**What is expected**
The whole listing needs to be returned exactly as it appears.

**Extracted records**
╭──
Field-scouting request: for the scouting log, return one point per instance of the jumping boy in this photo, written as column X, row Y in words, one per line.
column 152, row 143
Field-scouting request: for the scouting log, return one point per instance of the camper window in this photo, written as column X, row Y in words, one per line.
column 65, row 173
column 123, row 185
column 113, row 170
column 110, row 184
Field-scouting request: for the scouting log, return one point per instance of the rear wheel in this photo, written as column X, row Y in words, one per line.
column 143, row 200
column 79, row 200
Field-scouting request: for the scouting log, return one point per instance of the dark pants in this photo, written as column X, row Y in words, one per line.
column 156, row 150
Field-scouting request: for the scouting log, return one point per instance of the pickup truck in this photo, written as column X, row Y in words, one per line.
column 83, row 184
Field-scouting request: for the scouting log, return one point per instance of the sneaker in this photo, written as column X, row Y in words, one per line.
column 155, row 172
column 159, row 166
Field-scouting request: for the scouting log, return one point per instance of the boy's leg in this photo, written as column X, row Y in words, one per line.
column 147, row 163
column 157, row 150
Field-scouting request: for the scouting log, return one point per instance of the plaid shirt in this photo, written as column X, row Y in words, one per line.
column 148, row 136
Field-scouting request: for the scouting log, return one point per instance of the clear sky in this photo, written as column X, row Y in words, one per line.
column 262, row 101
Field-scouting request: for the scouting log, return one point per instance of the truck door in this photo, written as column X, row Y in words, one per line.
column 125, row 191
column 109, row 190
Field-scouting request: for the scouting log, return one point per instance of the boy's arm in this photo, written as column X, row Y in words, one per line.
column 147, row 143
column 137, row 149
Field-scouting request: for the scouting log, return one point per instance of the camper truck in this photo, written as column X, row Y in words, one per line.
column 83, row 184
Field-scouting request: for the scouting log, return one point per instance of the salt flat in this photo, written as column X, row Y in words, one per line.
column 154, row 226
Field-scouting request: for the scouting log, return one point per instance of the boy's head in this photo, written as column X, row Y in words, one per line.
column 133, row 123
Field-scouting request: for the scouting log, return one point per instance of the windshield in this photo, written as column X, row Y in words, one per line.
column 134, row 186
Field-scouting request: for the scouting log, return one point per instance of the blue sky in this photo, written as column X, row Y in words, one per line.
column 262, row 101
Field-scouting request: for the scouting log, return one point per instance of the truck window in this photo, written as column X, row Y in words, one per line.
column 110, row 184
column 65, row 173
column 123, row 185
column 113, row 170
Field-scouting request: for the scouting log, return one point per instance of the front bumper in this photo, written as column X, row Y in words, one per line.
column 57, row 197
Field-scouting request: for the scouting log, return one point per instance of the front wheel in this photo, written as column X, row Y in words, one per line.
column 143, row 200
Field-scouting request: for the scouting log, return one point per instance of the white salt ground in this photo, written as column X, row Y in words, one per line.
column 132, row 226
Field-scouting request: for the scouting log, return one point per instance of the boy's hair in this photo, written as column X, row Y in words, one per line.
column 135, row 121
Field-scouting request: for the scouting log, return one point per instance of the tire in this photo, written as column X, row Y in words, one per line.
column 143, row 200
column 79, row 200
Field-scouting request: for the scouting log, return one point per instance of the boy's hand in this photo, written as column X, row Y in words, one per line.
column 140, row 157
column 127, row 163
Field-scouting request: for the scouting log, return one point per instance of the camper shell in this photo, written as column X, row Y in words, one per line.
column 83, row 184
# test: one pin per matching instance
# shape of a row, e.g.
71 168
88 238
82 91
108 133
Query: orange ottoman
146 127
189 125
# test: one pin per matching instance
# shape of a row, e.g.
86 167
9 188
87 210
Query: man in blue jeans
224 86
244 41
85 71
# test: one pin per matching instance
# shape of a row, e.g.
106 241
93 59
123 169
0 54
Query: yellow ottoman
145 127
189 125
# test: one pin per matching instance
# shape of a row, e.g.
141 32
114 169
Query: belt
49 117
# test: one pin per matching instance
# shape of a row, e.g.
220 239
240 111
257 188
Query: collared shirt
╰──
**Reply**
Field-scouting request: for the scouting log, return one point per instance of the jumping boy in this photo, written as column X, row Y in words, one per line.
column 152, row 143
Field-scouting request: for the scouting log, return one point per instance of the camper window in this photo, written as column X, row Y in words, one per line.
column 65, row 173
column 123, row 185
column 113, row 170
column 110, row 184
Field-scouting request: for the scouting log, return one point per instance of the rear wheel in this photo, written as column X, row Y in words, one per line.
column 143, row 200
column 79, row 200
Field-scouting request: for the scouting log, return one point per instance of the dark pants in this photo, written as column X, row Y in words, one per line.
column 156, row 150
Field-scouting request: for the scouting log, return one point per instance of the pickup truck in this photo, written as column X, row Y in words, one per line.
column 83, row 184
Field-scouting request: for the scouting log, return one point per instance of the sneaker in this photo, written as column X, row Y in words, one per line.
column 155, row 172
column 159, row 166
Field-scouting request: for the scouting log, return one point per instance of the boy's leg in this photo, written as column X, row Y in words, one per line.
column 147, row 163
column 157, row 150
Field-scouting request: for the scouting log, return one point per instance of the plaid shirt in this photo, written as column X, row Y in words, one per line.
column 148, row 136
Field-scouting request: for the scouting log, return one point per instance of the clear sky in this photo, written as column X, row Y in words, one per line.
column 262, row 101
Field-scouting request: for the scouting log, return one point per instance of the truck door in this photo, written as column X, row Y in words, one per line.
column 125, row 191
column 109, row 190
Field-scouting request: for the scouting log, return one point per instance of the boy's arm in this photo, written as column X, row Y in words, one per line.
column 147, row 143
column 137, row 149
Field-scouting request: for the scouting log, return one point per instance of the camper truck in this photo, written as column X, row Y in words, one per line.
column 83, row 184
Field-scouting request: for the scouting log, return one point per instance of the salt flat in this photo, written as column X, row Y in words, one per line.
column 154, row 226
Field-scouting request: for the scouting log, return one point per instance of the boy's head in this photo, written as column X, row Y in words, one per line.
column 133, row 123
Field-scouting request: for the scouting log, return one point per instance of the windshield in this photo, written as column X, row Y in words, one per line.
column 134, row 186
Field-scouting request: for the scouting log, return one point per instance of the blue sky in this photo, written as column X, row Y in words, one per line.
column 262, row 101
Field-scouting request: for the scouting log, return one point per instance of the truck window in this photo, written as column X, row Y in words, one per line.
column 110, row 184
column 65, row 173
column 123, row 185
column 113, row 170
Field-scouting request: for the scouting log, return one point per instance of the front bumper in this photo, written as column X, row Y in words, one per line.
column 57, row 197
Field-scouting request: for the scouting log, return one point per instance of the front wheel in this photo, written as column X, row Y in words, one per line.
column 143, row 200
Field-scouting request: for the scouting log, return one point per instance of the white salt ground in this photo, written as column X, row Y in words, one per line.
column 132, row 226
Field-scouting request: for the scouting log, return one point per instance of the boy's hair in this photo, written as column X, row Y in words, one per line.
column 135, row 121
Field-scouting request: for the scouting log, return one point per instance of the tire in this photo, written as column X, row Y in words, one per line.
column 143, row 200
column 79, row 200
Field-scouting request: for the scouting log, return one point per instance of the boy's hand in this photo, written as column X, row Y in words, one per line.
column 140, row 157
column 127, row 163
Field-scouting request: for the scouting log, return one point per instance of the camper shell in this photo, written as column X, row Y in words, one per line.
column 83, row 184
# test: one pin per matching instance
# shape of a row, e.g.
71 168
88 238
82 91
108 133
Query: orange ottoman
146 127
189 125
# test: one pin per matching instance
# shape of a row, e.g.
86 167
9 188
87 210
Query: man in blue jeans
224 86
244 41
85 71
# test: one pin per matching instance
# shape of a row, e.g.
106 241
93 59
123 169
0 54
Query: yellow ottoman
145 127
189 125
# test: one pin per matching instance
# shape of a row, e.g.
141 32
114 169
Query: belt
49 117
# test: one pin per matching instance
# shape of a row, e.g.
220 239
240 111
257 188
Query: collared shirt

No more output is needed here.